_Task objective_
Retype the data exactly. Spelling and punctuation stay as they are.

*** Records to process Section Begins ***

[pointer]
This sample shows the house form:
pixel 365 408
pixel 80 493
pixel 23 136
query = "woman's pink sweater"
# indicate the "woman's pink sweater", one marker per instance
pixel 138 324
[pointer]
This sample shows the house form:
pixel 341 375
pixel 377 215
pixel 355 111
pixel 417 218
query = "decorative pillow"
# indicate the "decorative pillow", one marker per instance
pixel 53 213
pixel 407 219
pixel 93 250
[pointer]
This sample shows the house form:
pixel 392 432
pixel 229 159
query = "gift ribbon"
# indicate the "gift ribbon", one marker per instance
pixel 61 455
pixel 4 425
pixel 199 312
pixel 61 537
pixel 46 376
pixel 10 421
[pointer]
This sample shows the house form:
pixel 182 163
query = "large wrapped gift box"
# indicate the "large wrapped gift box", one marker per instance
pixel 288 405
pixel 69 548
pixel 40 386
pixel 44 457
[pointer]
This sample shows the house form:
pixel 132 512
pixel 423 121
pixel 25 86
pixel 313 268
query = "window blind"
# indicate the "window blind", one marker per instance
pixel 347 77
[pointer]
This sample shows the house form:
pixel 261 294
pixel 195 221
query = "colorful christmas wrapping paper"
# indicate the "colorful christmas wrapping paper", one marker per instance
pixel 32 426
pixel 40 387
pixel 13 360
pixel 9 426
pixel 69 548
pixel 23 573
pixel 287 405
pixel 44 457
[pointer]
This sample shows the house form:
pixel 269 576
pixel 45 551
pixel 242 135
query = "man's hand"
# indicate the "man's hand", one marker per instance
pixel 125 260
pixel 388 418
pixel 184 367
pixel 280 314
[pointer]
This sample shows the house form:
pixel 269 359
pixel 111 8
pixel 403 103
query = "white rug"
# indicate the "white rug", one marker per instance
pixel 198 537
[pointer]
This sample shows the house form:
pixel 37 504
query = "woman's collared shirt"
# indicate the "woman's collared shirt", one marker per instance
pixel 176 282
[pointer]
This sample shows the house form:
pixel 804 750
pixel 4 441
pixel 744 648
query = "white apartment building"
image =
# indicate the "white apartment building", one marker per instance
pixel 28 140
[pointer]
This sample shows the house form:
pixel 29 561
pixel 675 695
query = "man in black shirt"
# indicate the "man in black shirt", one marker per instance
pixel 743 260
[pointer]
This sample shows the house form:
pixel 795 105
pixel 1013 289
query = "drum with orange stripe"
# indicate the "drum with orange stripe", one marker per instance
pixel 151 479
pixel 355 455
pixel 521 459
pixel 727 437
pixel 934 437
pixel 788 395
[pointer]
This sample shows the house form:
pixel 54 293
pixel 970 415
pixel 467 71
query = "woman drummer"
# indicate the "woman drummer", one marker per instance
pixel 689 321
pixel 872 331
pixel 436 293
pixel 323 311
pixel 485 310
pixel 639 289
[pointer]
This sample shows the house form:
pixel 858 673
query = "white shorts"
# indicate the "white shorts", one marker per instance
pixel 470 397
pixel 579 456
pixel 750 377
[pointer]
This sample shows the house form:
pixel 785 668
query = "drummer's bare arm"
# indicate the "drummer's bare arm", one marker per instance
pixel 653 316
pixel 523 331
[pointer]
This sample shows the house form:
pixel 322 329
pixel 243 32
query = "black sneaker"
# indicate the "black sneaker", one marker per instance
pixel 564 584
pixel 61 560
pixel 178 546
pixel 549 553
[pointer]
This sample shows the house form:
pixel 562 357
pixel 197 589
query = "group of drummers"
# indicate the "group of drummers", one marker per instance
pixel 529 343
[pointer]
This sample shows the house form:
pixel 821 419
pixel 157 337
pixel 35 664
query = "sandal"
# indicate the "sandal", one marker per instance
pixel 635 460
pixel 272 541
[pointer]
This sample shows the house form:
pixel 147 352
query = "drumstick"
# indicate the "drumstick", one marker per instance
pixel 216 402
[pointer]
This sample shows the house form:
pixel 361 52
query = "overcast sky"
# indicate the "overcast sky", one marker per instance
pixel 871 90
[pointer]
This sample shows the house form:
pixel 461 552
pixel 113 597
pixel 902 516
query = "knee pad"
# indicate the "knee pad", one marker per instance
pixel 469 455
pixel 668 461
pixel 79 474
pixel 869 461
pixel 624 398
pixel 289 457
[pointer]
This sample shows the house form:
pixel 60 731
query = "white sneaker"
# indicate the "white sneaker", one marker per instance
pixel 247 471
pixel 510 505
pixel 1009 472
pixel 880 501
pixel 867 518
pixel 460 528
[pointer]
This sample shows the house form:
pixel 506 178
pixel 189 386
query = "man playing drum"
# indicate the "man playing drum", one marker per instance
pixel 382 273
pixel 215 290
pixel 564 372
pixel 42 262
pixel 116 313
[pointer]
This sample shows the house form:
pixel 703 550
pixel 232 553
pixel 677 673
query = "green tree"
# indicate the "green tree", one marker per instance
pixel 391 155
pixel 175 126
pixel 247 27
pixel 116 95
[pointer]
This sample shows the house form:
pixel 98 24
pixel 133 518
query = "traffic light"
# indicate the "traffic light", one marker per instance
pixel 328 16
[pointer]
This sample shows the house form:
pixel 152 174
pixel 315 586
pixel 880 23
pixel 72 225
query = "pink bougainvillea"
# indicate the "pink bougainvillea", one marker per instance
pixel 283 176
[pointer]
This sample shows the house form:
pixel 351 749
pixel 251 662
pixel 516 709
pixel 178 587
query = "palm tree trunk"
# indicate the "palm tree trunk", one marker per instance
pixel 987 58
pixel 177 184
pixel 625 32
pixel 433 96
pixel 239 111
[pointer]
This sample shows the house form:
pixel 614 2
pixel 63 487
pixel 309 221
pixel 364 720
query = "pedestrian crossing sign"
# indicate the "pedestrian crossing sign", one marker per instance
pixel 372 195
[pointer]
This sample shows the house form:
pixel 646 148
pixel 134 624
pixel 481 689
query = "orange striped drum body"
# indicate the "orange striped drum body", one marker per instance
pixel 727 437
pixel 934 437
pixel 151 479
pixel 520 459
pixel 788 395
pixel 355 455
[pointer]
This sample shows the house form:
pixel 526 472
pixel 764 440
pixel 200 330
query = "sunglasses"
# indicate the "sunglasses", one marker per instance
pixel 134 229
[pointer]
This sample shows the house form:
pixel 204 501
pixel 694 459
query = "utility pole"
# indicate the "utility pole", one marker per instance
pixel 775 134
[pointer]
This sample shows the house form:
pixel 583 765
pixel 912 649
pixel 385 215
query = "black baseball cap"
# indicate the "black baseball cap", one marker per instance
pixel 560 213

*** Records to process Section Ends ***

_Answer space_
[pointer]
This sample shows the house form:
pixel 365 408
pixel 80 493
pixel 23 136
query = "woman's pink sweater"
# indicate the "woman's pink sweater", one marker per instance
pixel 138 324
[pointer]
This sample shows the house form:
pixel 341 375
pixel 377 215
pixel 355 111
pixel 417 218
query = "decorative pillow"
# indicate the "decorative pillow", one marker per instance
pixel 53 213
pixel 407 219
pixel 93 250
[pointer]
This sample shows the house form:
pixel 392 432
pixel 229 159
query = "gift ribbon"
# indicate the "gift ribbon", one marker per instance
pixel 61 455
pixel 4 425
pixel 199 312
pixel 61 537
pixel 46 376
pixel 10 421
[pointer]
This sample shows the house form:
pixel 182 163
query = "large wrapped gift box"
# indicate the "large wrapped gift box", one marker per instance
pixel 288 405
pixel 69 548
pixel 40 386
pixel 44 457
[pointer]
This sample shows the house form:
pixel 132 512
pixel 423 121
pixel 25 86
pixel 313 268
query = "window blind"
# indicate the "window blind", one marker per instance
pixel 347 77
[pointer]
This sample shows the house form:
pixel 261 294
pixel 195 221
query = "colorful christmas wrapping paper"
# indicate the "colorful christmas wrapping paper", one marker per instance
pixel 32 426
pixel 40 387
pixel 13 360
pixel 9 426
pixel 69 548
pixel 23 573
pixel 287 405
pixel 44 457
[pointer]
This sample shows the house form:
pixel 269 576
pixel 45 551
pixel 242 135
query = "man's hand"
# indicate the "man's hand", one marker per instance
pixel 125 260
pixel 388 418
pixel 184 367
pixel 280 314
[pointer]
This sample shows the house form:
pixel 269 359
pixel 111 8
pixel 403 103
query = "white rug"
# indicate the "white rug", one marker per instance
pixel 198 537
[pointer]
This sample shows the house form:
pixel 37 504
query = "woman's collared shirt"
# indicate the "woman's collared shirt", one marker per instance
pixel 176 282
[pointer]
This sample shows the house form:
pixel 804 750
pixel 4 441
pixel 744 648
query = "white apartment building"
image =
# indicate the "white apartment building", one marker per instance
pixel 28 140
[pointer]
This sample shows the house form:
pixel 29 561
pixel 675 695
query = "man in black shirt"
# indicate the "man in black shirt", one marker per instance
pixel 743 260
[pointer]
This sample shows the house form:
pixel 795 105
pixel 1013 289
query = "drum with orange stripe"
# indicate the "drum with orange stripe", one marker per instance
pixel 151 479
pixel 355 455
pixel 521 459
pixel 727 437
pixel 934 437
pixel 788 395
[pointer]
This sample shows the house form:
pixel 54 293
pixel 970 415
pixel 467 71
query = "woman drummer"
# indicate the "woman drummer", one marker per instance
pixel 689 321
pixel 872 331
pixel 436 293
pixel 323 311
pixel 485 310
pixel 639 289
[pointer]
This sample shows the house form:
pixel 858 673
query = "white shorts"
# indicate the "white shorts", one marker per instance
pixel 470 397
pixel 579 456
pixel 750 377
[pointer]
This sample shows the house form:
pixel 785 668
query = "drummer's bare arm"
# indicate the "drummer's bare arm", one marker per instance
pixel 653 316
pixel 523 331
[pointer]
This sample shows the house form:
pixel 322 329
pixel 243 32
query = "black sneaker"
# indicate the "black sneaker", one marker per instance
pixel 564 584
pixel 61 560
pixel 178 546
pixel 549 553
[pointer]
This sample shows the house form:
pixel 562 357
pixel 197 589
query = "group of drummers"
# indicate the "group of drummers", one marker per instance
pixel 529 343
[pointer]
This sample shows the house form:
pixel 821 419
pixel 157 337
pixel 35 664
query = "sandal"
# indicate the "sandal", one marker per instance
pixel 635 460
pixel 272 541
[pointer]
This sample shows the house form:
pixel 147 352
query = "drumstick"
# indicate the "drumstick", one marker per instance
pixel 216 402
[pointer]
This sample shows the house form:
pixel 361 52
query = "overcast sky"
# indicate the "overcast sky", one marker per instance
pixel 871 90
[pointer]
This sample shows the house form:
pixel 461 552
pixel 113 597
pixel 902 516
query = "knee pad"
# indicate the "knee pad", one marker per instance
pixel 469 455
pixel 668 461
pixel 79 474
pixel 869 461
pixel 624 398
pixel 289 457
[pointer]
This sample shows the house form:
pixel 60 731
query = "white sneaker"
# indicate the "white sneaker", one marker per instance
pixel 247 471
pixel 510 505
pixel 1009 472
pixel 880 501
pixel 867 518
pixel 460 528
[pointer]
This sample shows the house form:
pixel 506 178
pixel 189 386
query = "man playing drum"
# indicate the "man playing drum", one marker per instance
pixel 382 273
pixel 215 290
pixel 564 372
pixel 42 262
pixel 116 313
[pointer]
This sample shows the house form:
pixel 703 550
pixel 232 553
pixel 677 673
query = "green tree"
# indicate the "green tree", one marker per instance
pixel 391 155
pixel 175 126
pixel 247 27
pixel 116 95
[pointer]
This sample shows the house form:
pixel 98 24
pixel 133 518
query = "traffic light"
# indicate the "traffic light", one marker per instance
pixel 328 16
[pointer]
This sample shows the house form:
pixel 152 174
pixel 315 586
pixel 880 23
pixel 72 225
query = "pink bougainvillea"
# indicate the "pink bougainvillea", one marker per instance
pixel 283 176
[pointer]
This sample shows the house form:
pixel 351 749
pixel 251 662
pixel 516 709
pixel 178 587
query = "palm tree trunk"
# indicate the "palm tree trunk", one marker per instance
pixel 987 58
pixel 177 184
pixel 625 32
pixel 433 96
pixel 239 111
[pointer]
This sample shows the house form:
pixel 614 2
pixel 63 487
pixel 309 221
pixel 364 720
query = "pedestrian crossing sign"
# indicate the "pedestrian crossing sign", one marker per instance
pixel 372 195
[pointer]
This sample shows the house form:
pixel 646 148
pixel 134 624
pixel 481 689
query = "orange striped drum body"
# indicate the "orange striped drum body", one marker per instance
pixel 727 437
pixel 934 437
pixel 151 479
pixel 520 459
pixel 788 395
pixel 355 455
[pointer]
This sample shows the house form:
pixel 526 472
pixel 764 440
pixel 200 330
query = "sunglasses"
# indicate the "sunglasses", one marker per instance
pixel 134 229
[pointer]
This sample shows the house form:
pixel 204 501
pixel 694 459
query = "utility pole"
# indicate the "utility pole", one marker per instance
pixel 775 134
[pointer]
This sample shows the house form:
pixel 583 765
pixel 912 649
pixel 385 215
query = "black baseball cap"
# indicate the "black baseball cap", one marker per instance
pixel 560 213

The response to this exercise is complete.